> [Entries supplied]
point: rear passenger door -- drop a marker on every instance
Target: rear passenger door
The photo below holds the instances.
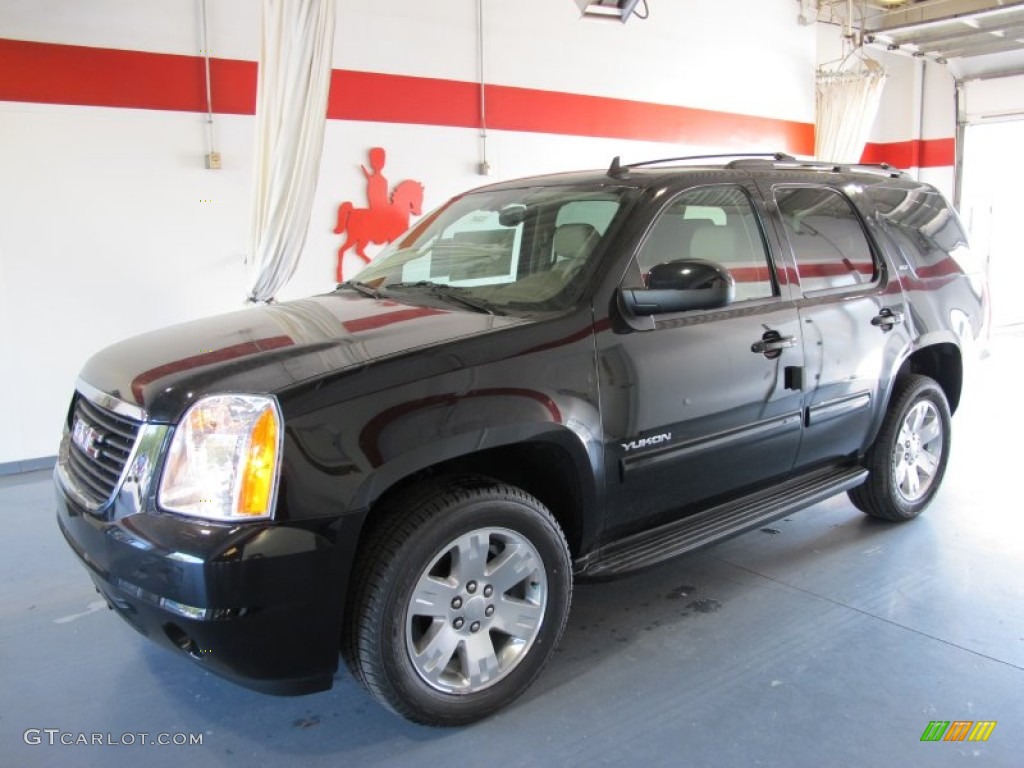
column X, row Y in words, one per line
column 851, row 314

> [Brief] Arrange the material above as a JSON list of strings, one string per line, with blank lines and the picture left out.

> [Solution to the problem]
[
  "point: rear passenger door -- drop a marker on every instance",
  "Target: rear passenger door",
  "The photo below holds the instances.",
  "column X, row Y in words, one per line",
  "column 851, row 314"
]